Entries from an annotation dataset
================

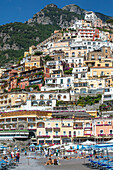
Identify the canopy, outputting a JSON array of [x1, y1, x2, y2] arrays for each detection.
[[81, 140, 96, 145]]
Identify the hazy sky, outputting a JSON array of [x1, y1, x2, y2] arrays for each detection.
[[0, 0, 113, 25]]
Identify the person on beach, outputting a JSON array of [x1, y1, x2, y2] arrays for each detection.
[[24, 150, 27, 156], [45, 150, 48, 158], [11, 151, 15, 158]]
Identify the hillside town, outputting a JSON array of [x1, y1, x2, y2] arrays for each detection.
[[0, 11, 113, 144]]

================

Render the listing above as a Markdown table with the columns n and Line, giving each line its own numbered row. Skip blank lines and leave the pictures out.

| n | Line |
|---|---|
| 1 | Identify the canopy, outputting a JSON array of [x1, y1, x2, y2] arrays for each detection. |
| 2 | [[81, 140, 96, 145]] |
| 3 | Identify the hazy sky, outputting a JSON array of [x1, y1, x2, y2] arrays for each detection. |
| 4 | [[0, 0, 113, 25]] |
| 5 | Identify the person on beach, outputting a JSON array of [x1, y1, x2, y2] arrays for each detection. |
| 6 | [[24, 150, 27, 156], [45, 150, 48, 158], [11, 151, 15, 158]] |
| 7 | Identify the hillside town, outputting a JSON array of [x1, y1, x2, y2] arrays for each detection. |
| 8 | [[0, 11, 113, 144]] |